Task instructions
1 > Translate this sentence from the car design comparison into Spanish: "The Lodgy though has a classic breadbox form fit for an MPV."
2 > Set down the passage of the car design comparison that begins at the words "The Crysta is" and stops after "befitting 17-inch alloys.".

Extract to read
The Crysta is the all-new successor to the Innova after the previous one ruled the market for over a decade. In fact, it was under development for almost five years and benefits from Toyota's new modular platform which gives it a better chassis, opens up new engine options and gives it a bigger cabin. It also subscribes to Toyota's new design philosophy, which gives it a familial look that is in-line with new Corolla or Camry. Be the aggressively sculpted face, or the large imposing grille or the tiny aerodynamic fins around the mirrors and the tail lights (which are said to aid fuel economy and high-speed stability), the Crysta looks every bit a new-generation Toyota. It is also looks quite smart for an MPV, thanks to its SUV-inspired styling cues like the broad shoulders, the flared wheel arches and befitting 17-inch alloys.
The Lodgy though has a classic breadbox form fit for an MPV. Save for the quirky taillights, the chunky rub rails, the pointy fins on the front bumper and the subtle character lines originating from the headlamps and tail lights, there is hardly any flair to the design. Customizable kits like the Stepway do add some respite, but it still looks like a typical people carrier. It is still quite handsome for an MPV, but not a premium looker anymore with the Innova Crysta standing by its side.

Supplied information
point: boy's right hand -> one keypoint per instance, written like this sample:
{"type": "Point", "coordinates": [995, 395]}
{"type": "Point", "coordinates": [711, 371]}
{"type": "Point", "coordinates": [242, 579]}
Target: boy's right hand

Solution list
1 > El Lodgy, en cambio, tiene una clásica forma de caja de pan, propia de un monovolumen.

2 >
The Crysta is the all-new successor to the Innova after the previous one ruled the market for over a decade. In fact, it was under development for almost five years and benefits from Toyota's new modular platform which gives it a better chassis, opens up new engine options and gives it a bigger cabin. It also subscribes to Toyota's new design philosophy, which gives it a familial look that is in-line with new Corolla or Camry. Be the aggressively sculpted face, or the large imposing grille or the tiny aerodynamic fins around the mirrors and the tail lights (which are said to aid fuel economy and high-speed stability), the Crysta looks every bit a new-generation Toyota. It is also looks quite smart for an MPV, thanks to its SUV-inspired styling cues like the broad shoulders, the flared wheel arches and befitting 17-inch alloys.